# Supplied passage:
============================================================

November 8, 2013 – On November 6, 2013 at SPE® Automotive Innovation Awards Gala, SPE Automotive Division named winners of 43rd Annual Automotive Innovation Awards Competition. Awards for most innovative use of plastics in ground transportation were presented for 8 categories: Body Exterior, Body Interior, Chassis/Hardware, Electrical Systems, Materials, Powertrain, Process/Assembly/Enabling Technologies, and Safety. Grand Award winner was also named at same event.
SPE® Automotive Div. Names Winners of 43-Annual Automotive Innovation Awards Competition

Society of Plastics Engineers, Inc
13 Church Hill Rd.
Newtown, CT, 06470

Press release date: November 6, 2013


TROY, (DETROIT) MICH. – For the 43rd year in a row, members of the SPE® Automotive Division’s board of directors and guests from the global automotive and plastics industries gathered to honor the year’s most innovative use of plastics in ground transportation at the SPE Automotive Innovation Awards Gala. Over 700 people attended the annual banquet on November 6, 2013, at Burton Manor in Livonia, Mich. to learn which applications in this year’s Automotive Innovation Awards Competition won awards in eight categories, and which category winner was also named the Grand Award winner, the most prestigious honor of the evening.

============================================================

# Dataset content:

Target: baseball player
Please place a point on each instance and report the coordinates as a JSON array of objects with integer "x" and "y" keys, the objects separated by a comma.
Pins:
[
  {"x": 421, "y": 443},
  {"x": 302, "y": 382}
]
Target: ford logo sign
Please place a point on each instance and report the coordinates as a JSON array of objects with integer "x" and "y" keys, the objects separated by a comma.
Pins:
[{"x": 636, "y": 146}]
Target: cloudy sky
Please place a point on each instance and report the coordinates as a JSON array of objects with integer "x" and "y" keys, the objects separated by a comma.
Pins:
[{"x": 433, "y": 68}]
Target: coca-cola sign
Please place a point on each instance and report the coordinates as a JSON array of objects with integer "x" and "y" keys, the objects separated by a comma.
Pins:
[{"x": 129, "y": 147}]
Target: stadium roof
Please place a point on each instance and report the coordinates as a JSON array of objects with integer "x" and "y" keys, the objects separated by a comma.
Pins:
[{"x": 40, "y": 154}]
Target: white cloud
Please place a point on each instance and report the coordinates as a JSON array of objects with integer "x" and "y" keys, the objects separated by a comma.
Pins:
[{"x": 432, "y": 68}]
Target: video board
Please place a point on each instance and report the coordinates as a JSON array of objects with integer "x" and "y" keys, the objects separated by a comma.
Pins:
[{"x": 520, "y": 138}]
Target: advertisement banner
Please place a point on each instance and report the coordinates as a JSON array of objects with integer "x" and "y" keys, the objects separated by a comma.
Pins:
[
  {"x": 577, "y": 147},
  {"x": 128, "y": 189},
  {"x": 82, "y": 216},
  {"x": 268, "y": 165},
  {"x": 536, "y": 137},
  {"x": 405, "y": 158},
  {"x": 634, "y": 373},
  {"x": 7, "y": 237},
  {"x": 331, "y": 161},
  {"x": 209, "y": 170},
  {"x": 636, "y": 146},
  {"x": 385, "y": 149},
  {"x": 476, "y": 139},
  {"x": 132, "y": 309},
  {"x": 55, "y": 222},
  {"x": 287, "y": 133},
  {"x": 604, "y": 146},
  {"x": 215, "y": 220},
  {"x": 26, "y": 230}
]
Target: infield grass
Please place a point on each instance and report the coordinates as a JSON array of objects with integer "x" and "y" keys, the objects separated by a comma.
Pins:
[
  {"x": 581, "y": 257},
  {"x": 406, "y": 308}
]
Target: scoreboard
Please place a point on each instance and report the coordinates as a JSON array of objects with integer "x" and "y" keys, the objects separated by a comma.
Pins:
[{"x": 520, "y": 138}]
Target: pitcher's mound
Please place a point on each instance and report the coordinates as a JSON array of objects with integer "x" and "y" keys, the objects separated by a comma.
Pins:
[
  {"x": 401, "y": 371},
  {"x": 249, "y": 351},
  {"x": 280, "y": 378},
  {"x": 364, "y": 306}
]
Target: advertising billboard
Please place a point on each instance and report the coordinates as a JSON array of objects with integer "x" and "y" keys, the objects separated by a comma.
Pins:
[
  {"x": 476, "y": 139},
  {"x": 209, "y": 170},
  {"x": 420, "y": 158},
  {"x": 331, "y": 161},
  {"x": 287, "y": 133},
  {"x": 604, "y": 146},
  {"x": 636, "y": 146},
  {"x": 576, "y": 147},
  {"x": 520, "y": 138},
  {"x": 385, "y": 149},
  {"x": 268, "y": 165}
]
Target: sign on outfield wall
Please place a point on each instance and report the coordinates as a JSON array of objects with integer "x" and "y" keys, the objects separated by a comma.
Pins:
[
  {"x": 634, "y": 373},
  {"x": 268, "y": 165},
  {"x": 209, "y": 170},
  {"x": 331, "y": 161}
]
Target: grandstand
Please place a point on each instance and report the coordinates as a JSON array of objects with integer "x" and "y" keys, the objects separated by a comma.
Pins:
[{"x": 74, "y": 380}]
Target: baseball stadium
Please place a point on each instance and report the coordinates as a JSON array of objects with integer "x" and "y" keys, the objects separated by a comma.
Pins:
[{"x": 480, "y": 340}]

============================================================

# Set exercise:
According to the press release on the plastics innovation awards, why did over 700 people attend the banquet at Burton Manor? Answer in one to three sentences.

# The reply:
They came to learn which applications in this year's Automotive Innovation Awards Competition won awards in the eight categories. They also wanted to find out which category winner would be named the Grand Award winner, the most prestigious honor of the evening.